▸ **Task statement**
With the pictures left out, restate exactly the part below that opens with the line containing "Put a dot on each instance of the oval wall" and closes with the line containing "target | car hood".

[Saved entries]
----------------------------------------

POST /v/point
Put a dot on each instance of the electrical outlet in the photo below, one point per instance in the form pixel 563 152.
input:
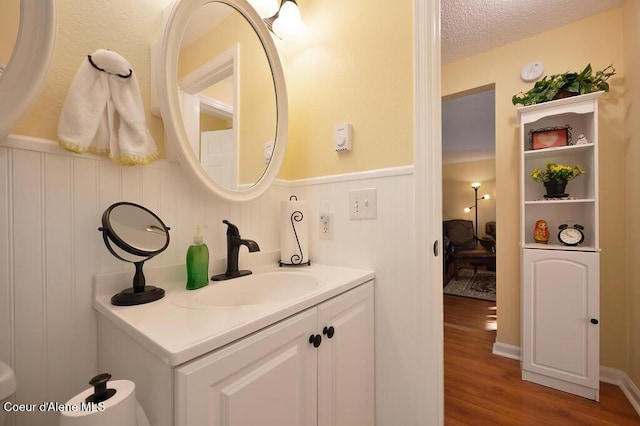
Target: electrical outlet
pixel 363 204
pixel 326 225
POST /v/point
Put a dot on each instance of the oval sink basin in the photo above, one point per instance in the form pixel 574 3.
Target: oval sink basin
pixel 255 289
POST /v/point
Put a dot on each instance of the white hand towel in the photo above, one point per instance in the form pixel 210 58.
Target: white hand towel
pixel 103 112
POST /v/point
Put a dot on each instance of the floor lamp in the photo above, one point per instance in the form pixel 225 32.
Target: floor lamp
pixel 475 186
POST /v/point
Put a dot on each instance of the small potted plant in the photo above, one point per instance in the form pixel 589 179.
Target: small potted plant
pixel 555 178
pixel 566 84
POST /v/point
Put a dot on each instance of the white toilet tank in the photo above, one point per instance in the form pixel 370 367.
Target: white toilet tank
pixel 7 388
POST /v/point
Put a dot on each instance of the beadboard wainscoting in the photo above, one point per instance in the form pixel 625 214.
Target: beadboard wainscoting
pixel 51 203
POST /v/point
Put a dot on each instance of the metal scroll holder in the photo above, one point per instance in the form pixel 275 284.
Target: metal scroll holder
pixel 296 259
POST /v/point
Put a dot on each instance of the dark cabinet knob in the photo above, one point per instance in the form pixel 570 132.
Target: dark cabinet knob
pixel 315 340
pixel 328 331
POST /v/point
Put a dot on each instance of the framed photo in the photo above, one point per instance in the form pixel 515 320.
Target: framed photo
pixel 550 137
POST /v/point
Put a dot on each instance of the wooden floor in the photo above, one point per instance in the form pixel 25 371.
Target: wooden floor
pixel 485 389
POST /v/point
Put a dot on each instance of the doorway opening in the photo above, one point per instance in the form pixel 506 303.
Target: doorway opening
pixel 468 204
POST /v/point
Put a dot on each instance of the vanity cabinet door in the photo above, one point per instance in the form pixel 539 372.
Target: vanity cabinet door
pixel 560 312
pixel 346 359
pixel 268 378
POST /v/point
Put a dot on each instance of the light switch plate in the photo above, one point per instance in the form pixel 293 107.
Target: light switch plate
pixel 326 225
pixel 363 204
pixel 342 137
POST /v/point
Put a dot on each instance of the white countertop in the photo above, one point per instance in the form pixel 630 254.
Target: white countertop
pixel 176 334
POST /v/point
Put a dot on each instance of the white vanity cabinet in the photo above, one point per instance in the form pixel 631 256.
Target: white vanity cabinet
pixel 560 284
pixel 277 377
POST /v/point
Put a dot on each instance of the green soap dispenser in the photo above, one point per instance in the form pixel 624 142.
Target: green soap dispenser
pixel 197 263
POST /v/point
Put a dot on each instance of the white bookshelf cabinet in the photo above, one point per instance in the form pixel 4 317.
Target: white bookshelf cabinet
pixel 560 284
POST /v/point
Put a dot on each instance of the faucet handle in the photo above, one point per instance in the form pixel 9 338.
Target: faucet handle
pixel 232 230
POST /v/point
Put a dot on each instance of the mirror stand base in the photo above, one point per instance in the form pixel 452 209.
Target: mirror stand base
pixel 130 297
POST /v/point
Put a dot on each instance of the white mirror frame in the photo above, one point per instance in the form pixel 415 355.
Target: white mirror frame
pixel 169 97
pixel 26 72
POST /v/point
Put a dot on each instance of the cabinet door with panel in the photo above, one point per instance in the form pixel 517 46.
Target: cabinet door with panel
pixel 268 378
pixel 346 360
pixel 561 333
pixel 315 368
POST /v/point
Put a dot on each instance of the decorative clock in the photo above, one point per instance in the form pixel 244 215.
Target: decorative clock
pixel 571 235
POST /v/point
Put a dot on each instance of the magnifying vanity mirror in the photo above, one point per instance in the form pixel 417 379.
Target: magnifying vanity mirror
pixel 134 234
pixel 27 34
pixel 222 96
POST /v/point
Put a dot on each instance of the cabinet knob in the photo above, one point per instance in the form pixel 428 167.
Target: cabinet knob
pixel 328 331
pixel 315 340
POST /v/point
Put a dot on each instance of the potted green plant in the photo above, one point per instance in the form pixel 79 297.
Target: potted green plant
pixel 564 85
pixel 555 178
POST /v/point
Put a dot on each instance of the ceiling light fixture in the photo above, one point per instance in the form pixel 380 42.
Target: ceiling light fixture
pixel 287 23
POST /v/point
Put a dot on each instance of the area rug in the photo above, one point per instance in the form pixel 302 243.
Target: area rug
pixel 481 285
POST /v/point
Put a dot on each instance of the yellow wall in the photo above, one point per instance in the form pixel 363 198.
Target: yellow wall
pixel 597 40
pixel 127 27
pixel 336 74
pixel 632 196
pixel 9 21
pixel 355 65
pixel 458 194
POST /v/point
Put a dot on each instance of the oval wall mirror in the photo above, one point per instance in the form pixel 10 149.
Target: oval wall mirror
pixel 222 96
pixel 134 234
pixel 27 59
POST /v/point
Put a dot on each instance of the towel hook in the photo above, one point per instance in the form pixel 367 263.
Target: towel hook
pixel 100 69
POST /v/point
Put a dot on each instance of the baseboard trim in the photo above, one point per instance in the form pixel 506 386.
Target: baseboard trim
pixel 622 380
pixel 507 351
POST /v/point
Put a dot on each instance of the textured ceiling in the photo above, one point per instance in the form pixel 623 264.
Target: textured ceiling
pixel 470 27
pixel 473 26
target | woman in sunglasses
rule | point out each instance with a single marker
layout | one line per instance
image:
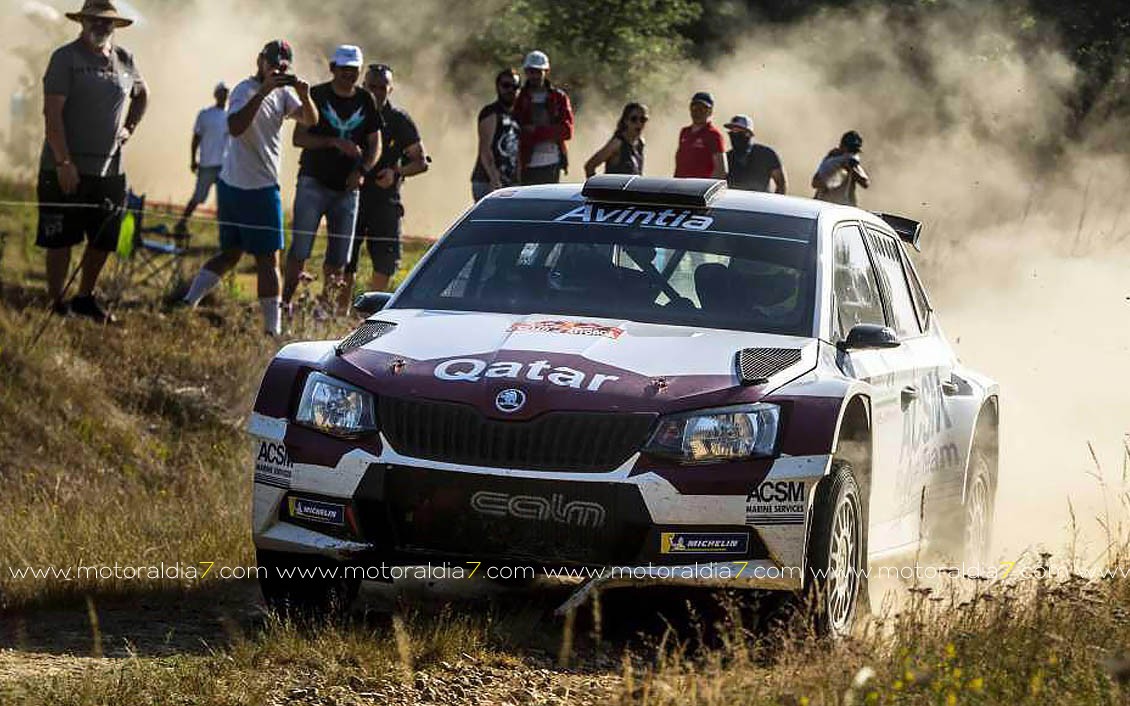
(624, 153)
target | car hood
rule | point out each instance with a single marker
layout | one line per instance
(558, 362)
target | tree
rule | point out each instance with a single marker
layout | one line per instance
(611, 46)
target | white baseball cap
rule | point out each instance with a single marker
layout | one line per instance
(536, 60)
(740, 122)
(348, 57)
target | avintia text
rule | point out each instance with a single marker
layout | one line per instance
(627, 216)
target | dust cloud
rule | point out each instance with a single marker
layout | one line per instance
(1026, 249)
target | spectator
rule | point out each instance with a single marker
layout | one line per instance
(93, 99)
(752, 165)
(336, 154)
(841, 171)
(624, 153)
(381, 210)
(209, 136)
(248, 190)
(546, 118)
(498, 136)
(701, 151)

----------------------------------------

▸ **Written reply**
Put a dot on each instance of the oval wall mirror in the photo above, one point per instance in the form pixel 10 149.
Target: oval wall mirror
pixel 222 96
pixel 134 234
pixel 27 59
POST /v/point
Put a dot on each instance of the towel hook in the photo above, one point per instance in the form pixel 367 263.
Target: towel hook
pixel 100 69
POST /v/point
Put a dot on each instance of the baseboard trim in the photo above, one point per instance in the form pixel 506 386.
Target: baseboard trim
pixel 622 380
pixel 507 351
POST /v/point
Put a dot on each instance of the textured ceiling in the photo above, one point per instance in the form pixel 623 264.
Target: textured ceiling
pixel 470 27
pixel 473 26
target | woman in sunglasses
rule | point out each instance with a single marker
layout | one line per instance
image:
(624, 153)
target | car hood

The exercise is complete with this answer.